ACTIVITY A:
In the text about immigrant students, around what year did aunt Helen pass through Ellis Island?
ACTIVITY B:
Rewrite the part of the text about immigrant students that starts at "I didn’t know" and ends at "best for him.", changing "kid" to "child".
*** SOURCE TEXT ***
I didn’t know if the teacher who called out was a willing, interested member of the workshop, or if he was just enduring another in-service day.  Whatever the teacher’s story when he yelled, “Go home!” I was on the verge of responding aloud.  I remained silent, but what I wanted to say was, “Yes!  That’s it exactly!  Anton wants to go home.  But the point is that he can’t.   He’s just a kid, subject to the decisions of adults who believe they know what is best for him. 

“So what areas of his life can Anton control?  He can control his life at school. He can choose not to like school, not to learn English, not to like the United States.  From Anton’s point of view, acquiescence would only distance him further from his father.  Maybe, for Anton, there is no home to go back to, just a pile of rubble that used to be his neighborhood.”

Pondering the lives of today’s immigrant students, I wonder how their experiences compare to those of my aunt Helen.  She passed through Ellis Island around 1900.  Did someone ever tell her to go home to Poland, where the Jews were being corralled in ghettos or victimized by pogroms?  Did the teachers at her public school in New York City make her feel welcome or unwanted?
*** End of SOURCE TEXT ***
*** DATA TO EXAMINE ***
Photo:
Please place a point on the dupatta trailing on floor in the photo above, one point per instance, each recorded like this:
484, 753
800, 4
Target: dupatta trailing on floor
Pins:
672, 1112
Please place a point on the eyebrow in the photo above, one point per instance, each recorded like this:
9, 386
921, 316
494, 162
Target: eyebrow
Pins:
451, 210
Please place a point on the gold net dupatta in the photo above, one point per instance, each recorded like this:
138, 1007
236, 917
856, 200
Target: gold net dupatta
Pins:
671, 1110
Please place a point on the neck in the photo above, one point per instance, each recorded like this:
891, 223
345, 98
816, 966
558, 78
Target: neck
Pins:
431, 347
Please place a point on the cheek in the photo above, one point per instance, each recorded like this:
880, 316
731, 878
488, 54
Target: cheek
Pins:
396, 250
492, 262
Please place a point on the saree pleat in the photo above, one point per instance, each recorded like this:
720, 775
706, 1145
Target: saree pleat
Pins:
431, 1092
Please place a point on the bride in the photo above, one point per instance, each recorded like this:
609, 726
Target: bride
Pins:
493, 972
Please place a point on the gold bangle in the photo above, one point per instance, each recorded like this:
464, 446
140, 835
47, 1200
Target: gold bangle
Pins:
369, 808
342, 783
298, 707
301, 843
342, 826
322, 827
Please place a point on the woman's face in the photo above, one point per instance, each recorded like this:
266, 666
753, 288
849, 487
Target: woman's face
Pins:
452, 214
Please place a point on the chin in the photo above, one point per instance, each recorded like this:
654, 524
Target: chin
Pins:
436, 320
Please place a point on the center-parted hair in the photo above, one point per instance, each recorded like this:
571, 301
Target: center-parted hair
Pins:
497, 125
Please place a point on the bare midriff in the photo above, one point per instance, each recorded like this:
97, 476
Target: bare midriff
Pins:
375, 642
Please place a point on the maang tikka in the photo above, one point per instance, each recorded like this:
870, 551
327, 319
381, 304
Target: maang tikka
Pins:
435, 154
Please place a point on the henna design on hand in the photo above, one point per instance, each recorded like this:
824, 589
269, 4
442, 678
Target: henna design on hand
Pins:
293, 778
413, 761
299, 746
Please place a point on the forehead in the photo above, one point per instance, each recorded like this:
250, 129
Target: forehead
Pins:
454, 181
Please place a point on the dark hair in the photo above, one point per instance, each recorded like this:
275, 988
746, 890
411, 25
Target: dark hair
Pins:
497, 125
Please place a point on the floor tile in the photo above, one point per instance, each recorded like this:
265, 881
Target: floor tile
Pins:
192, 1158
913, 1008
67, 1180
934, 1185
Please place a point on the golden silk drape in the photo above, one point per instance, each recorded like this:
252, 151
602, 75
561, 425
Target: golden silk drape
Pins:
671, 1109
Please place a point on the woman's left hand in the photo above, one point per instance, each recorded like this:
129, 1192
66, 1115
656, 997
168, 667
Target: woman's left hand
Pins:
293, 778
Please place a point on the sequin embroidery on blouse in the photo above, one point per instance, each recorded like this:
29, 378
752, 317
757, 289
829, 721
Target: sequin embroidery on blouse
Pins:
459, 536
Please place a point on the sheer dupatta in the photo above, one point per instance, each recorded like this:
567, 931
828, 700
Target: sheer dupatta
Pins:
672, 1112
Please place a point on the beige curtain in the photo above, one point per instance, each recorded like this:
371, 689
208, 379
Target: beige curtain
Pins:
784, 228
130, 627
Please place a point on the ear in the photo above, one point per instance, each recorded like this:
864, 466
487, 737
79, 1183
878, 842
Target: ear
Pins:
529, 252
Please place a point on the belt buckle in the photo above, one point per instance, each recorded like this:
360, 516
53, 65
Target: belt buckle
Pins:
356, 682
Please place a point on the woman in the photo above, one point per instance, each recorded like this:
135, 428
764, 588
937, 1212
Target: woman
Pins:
*** End of DATA TO EXAMINE ***
RESULT A:
Around 1900.

RESULT B:
I didn’t know if the teacher who called out was a willing, interested member of the workshop, or if he was just enduring another in-service day.  Whatever the teacher’s story when he yelled, “Go home!” I was on the verge of responding aloud.  I remained silent, but what I wanted to say was, “Yes!  That’s it exactly!  Anton wants to go home.  But the point is that he can’t.   He’s just a child, subject to the decisions of adults who believe they know what is best for him.